Records from a collection:
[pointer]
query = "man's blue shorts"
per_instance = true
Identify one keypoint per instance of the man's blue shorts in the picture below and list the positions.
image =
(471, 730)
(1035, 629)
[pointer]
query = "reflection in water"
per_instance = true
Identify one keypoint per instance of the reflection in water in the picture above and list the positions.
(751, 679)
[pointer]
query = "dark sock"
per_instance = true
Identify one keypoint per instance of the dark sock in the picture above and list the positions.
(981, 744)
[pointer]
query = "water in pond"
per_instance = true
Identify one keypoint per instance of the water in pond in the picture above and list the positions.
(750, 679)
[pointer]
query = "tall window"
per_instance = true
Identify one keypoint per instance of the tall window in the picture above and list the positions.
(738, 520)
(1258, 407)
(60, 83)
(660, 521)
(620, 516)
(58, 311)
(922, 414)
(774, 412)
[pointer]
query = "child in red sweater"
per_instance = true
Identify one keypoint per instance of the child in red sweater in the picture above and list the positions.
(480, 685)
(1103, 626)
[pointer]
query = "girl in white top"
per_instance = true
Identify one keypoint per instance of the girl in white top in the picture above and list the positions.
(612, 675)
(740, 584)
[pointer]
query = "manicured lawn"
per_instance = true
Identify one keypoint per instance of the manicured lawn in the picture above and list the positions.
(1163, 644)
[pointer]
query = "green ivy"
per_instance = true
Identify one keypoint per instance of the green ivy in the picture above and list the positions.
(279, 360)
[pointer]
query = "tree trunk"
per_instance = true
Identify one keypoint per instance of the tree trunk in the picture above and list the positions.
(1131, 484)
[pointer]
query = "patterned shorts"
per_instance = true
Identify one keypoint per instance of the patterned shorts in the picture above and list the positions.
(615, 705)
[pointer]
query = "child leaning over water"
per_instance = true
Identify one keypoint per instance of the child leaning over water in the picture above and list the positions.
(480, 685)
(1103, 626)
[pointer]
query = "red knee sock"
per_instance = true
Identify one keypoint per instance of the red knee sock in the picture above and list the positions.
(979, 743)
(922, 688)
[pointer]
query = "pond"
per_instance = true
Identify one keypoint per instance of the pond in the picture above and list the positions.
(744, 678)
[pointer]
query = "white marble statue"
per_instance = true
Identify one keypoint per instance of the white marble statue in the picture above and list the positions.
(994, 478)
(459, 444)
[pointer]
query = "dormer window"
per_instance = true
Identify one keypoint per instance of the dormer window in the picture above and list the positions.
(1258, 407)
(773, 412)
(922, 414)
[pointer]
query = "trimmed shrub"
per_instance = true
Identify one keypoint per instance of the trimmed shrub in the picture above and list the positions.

• **Your objective**:
Every record above must be set down again, word for word.

• **Task response**:
[pointer]
query = "man's blue shorts"
per_instance = true
Identify one keypoint per instance of the man's blue shorts in the picture below and list the positions.
image =
(471, 730)
(1035, 629)
[pointer]
query = "reflection in water"
per_instance = true
Identify one keypoint per instance of the reflection in water in the picture above and list the positions.
(751, 679)
[pointer]
query = "dark sock"
per_instance = true
Identify one keypoint per instance of the dark sock in the picture above and list the positions.
(981, 744)
[pointer]
query = "water in pond"
per_instance = true
Identify one keypoint per instance of the water in pond in the picture above and list the positions.
(750, 679)
[pointer]
query = "tall window"
per_instance = true
Identify one keypoint per instance of the tall window in the picture above and list the positions.
(738, 520)
(1258, 407)
(60, 83)
(660, 521)
(620, 516)
(58, 311)
(922, 414)
(774, 412)
[pointer]
query = "child in red sweater"
per_instance = true
Identify one keypoint per instance of the child in red sweater in the picture above and list the positions.
(480, 685)
(1103, 626)
[pointer]
query = "girl in white top"
per_instance = true
Identify one keypoint per instance of the girl in white top in the picture above and list the positions.
(612, 675)
(740, 584)
[pointer]
query = "manicured lawn"
per_instance = true
Identify one keypoint per instance of the manicured lawn in the picture above and list the positions.
(1163, 644)
[pointer]
query = "green ivy"
per_instance = true
Identify one keypoint per instance of the green ivy in the picture above and list the positions.
(279, 360)
[pointer]
query = "tree trunk"
per_instance = true
Identify one keypoint per instance of the tree trunk in the picture above and list the positions.
(1131, 484)
[pointer]
query = "patterned shorts"
per_instance = true
Identify one keypoint per instance of the patterned shorts in the picture above and list the positions.
(615, 705)
[pointer]
query = "child leaning over water"
per_instance = true
Identify one keypoint per instance of the child leaning over water in the picture above and list the positions.
(480, 685)
(1103, 626)
[pointer]
query = "red knee sock"
per_instance = true
Identify one keypoint per instance of the red knee sock in the picture above and list the positions.
(979, 743)
(922, 688)
[pointer]
query = "pond"
per_instance = true
Identify one keypoint per instance of the pond in the picture above and list the positions.
(744, 678)
[pointer]
query = "white marble statue"
per_instance = true
Identify one keypoint per instance of the white marble statue in the picture above and list the positions.
(994, 478)
(459, 444)
[pointer]
query = "dormer window"
per_instance = true
Identify one keypoint per instance of the dormer window in the picture above and list the positions.
(1258, 407)
(773, 412)
(922, 414)
[pointer]
query = "trimmed shrub"
per_instance = true
Identify one keypoint per instance of the trimmed shrub in the picture above and list the positions.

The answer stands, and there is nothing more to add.